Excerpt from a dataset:
* * * * * * *
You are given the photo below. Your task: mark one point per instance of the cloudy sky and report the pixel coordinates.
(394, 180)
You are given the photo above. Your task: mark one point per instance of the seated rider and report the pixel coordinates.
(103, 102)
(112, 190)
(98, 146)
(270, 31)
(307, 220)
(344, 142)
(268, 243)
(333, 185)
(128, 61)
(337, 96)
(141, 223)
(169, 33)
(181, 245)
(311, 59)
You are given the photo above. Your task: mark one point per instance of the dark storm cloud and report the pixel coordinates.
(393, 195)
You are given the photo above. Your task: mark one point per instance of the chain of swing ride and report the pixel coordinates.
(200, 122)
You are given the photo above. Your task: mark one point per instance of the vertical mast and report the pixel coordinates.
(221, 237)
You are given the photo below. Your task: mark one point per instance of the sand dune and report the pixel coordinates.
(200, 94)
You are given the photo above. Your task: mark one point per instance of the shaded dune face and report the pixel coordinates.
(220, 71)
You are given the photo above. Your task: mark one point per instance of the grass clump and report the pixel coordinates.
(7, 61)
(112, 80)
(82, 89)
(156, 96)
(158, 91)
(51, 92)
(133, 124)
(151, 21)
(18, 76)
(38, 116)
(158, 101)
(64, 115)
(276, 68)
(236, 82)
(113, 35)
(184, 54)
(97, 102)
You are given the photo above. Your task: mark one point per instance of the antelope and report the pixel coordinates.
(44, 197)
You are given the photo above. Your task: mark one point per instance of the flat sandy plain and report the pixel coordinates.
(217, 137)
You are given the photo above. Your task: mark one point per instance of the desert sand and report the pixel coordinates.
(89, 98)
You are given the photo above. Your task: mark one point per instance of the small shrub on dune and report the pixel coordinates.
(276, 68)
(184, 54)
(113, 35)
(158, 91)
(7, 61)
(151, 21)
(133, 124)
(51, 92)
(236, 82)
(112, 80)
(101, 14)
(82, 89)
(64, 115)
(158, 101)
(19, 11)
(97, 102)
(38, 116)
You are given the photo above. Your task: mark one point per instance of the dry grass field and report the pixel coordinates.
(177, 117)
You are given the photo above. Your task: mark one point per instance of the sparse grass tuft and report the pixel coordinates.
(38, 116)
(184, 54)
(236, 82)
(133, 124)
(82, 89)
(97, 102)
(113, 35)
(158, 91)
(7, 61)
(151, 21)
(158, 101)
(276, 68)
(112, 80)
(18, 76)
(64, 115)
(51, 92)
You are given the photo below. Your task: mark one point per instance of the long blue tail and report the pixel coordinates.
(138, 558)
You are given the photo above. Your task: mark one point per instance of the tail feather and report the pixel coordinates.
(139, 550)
* * * * * * *
- What to do:
Print every line of the data above without any changes.

- Solution:
You are given the photo below. Your task: mark one point per instance of the cloudy sky and report the pixel coordinates.
(394, 180)
You are given the photo above. Your task: mark one point per instance of the seated rider and report the pixel coordinates.
(103, 102)
(112, 190)
(98, 146)
(270, 31)
(307, 220)
(344, 142)
(268, 243)
(333, 185)
(128, 61)
(337, 96)
(141, 223)
(169, 33)
(181, 245)
(311, 59)
You are given the photo above. Your task: mark one point per instance of the dark storm cloud and report the pixel coordinates.
(393, 195)
You are given the photo above. Your task: mark one point per instance of the chain of swing ride and report the pixel coordinates.
(200, 122)
You are given the photo above. Your task: mark one point per instance of the vertical mast and report the pixel coordinates.
(221, 237)
You are given the photo below. Your task: mark one point per instance of the sand dune and report the pixel coordinates.
(200, 94)
You are given the photo above. Your task: mark one point per instance of the shaded dune face and report the pixel coordinates.
(220, 71)
You are given the photo above. Your task: mark one point per instance of the grass clump and report the pixel coordinates.
(7, 61)
(112, 80)
(82, 89)
(156, 96)
(158, 91)
(51, 92)
(133, 124)
(151, 21)
(18, 76)
(38, 116)
(158, 101)
(64, 115)
(276, 68)
(236, 82)
(113, 35)
(184, 54)
(97, 102)
You are given the photo above. Your task: mark one point per instance of the antelope and report the pixel coordinates.
(44, 197)
You are given the photo above. Your task: mark one point per instance of the flat sandy plain and report the pixel coordinates.
(217, 137)
You are given the photo above. Your task: mark one point per instance of the desert sand and report the pixel coordinates.
(89, 98)
You are given the photo above. Your task: mark one point per instance of the small shrub on dune and report the pixel coordinates.
(276, 68)
(184, 54)
(113, 35)
(158, 91)
(7, 61)
(151, 21)
(133, 124)
(51, 92)
(236, 82)
(112, 80)
(101, 14)
(82, 89)
(64, 115)
(158, 101)
(19, 11)
(97, 102)
(38, 116)
You are given the photo above. Your task: mark one point per instance of the dry grass field and report the pixel coordinates.
(177, 117)
You are given the photo above. Your task: mark one point per instance of the sparse grass tuft and report the pixel coordinates.
(38, 116)
(184, 54)
(236, 82)
(133, 124)
(82, 89)
(97, 102)
(113, 35)
(158, 91)
(7, 61)
(151, 21)
(158, 101)
(276, 68)
(112, 80)
(18, 76)
(64, 115)
(51, 92)
You are given the photo below. Your task: mark one point per instance of the long blue tail and report the pixel coordinates.
(138, 558)
You are given the photo above. Your task: mark one point per instance of the tail feather and report the pixel coordinates.
(139, 550)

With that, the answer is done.